• WHAT THE TASK ASKS
Reproduce every item below word for word, leaving out the pictures.

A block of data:
--------
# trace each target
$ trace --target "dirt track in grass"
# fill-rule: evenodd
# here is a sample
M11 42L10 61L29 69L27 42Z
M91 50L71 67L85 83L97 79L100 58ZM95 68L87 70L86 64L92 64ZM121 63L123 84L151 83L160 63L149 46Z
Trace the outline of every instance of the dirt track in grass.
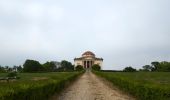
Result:
M123 93L110 82L87 71L60 95L50 100L135 100Z

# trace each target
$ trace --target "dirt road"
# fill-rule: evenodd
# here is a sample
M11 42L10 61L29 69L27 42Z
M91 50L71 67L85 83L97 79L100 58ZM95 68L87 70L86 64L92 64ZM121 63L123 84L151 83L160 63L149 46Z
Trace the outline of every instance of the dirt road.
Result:
M89 71L50 100L134 100L107 83Z

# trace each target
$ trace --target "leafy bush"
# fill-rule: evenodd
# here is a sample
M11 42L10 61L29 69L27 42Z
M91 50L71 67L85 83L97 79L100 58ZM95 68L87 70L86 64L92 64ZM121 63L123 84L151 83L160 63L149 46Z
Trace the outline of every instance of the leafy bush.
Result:
M16 77L17 73L16 72L10 72L8 73L7 77Z
M136 69L134 69L130 66L130 67L126 67L123 71L124 72L136 72Z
--------
• ANSWER TO THE EXERCISE
# trace each target
$ trace --target "dirt track in grass"
# fill-rule: evenodd
# here is a sample
M11 42L10 61L29 69L27 42Z
M91 50L71 67L85 83L97 79L100 58ZM95 68L87 70L86 64L92 64ZM121 63L123 84L151 83L160 63L149 46Z
Trace the outline of every instance of the dirt track in grass.
Result:
M123 93L110 82L87 71L60 95L50 100L135 100Z

# trace each target
$ trace --target "dirt road"
# fill-rule: evenodd
# here is a sample
M11 42L10 61L29 69L27 42Z
M91 50L71 67L85 83L97 79L100 58ZM95 68L87 70L86 64L92 64ZM121 63L123 84L151 83L160 63L149 46Z
Trace the outline of every instance of the dirt road.
Result:
M89 71L50 100L134 100L107 83Z

# trace each target
$ trace --target "leafy bush"
# fill-rule: evenodd
# here is a sample
M11 42L10 61L29 69L27 42Z
M91 50L71 67L85 83L97 79L100 58ZM95 68L87 70L86 64L92 64ZM121 63L123 84L151 83L160 63L149 46Z
Trace the outline of every instance of the leafy bush.
Result:
M16 77L17 73L16 72L10 72L8 73L7 77Z
M136 69L134 69L130 66L130 67L126 67L123 71L124 72L136 72Z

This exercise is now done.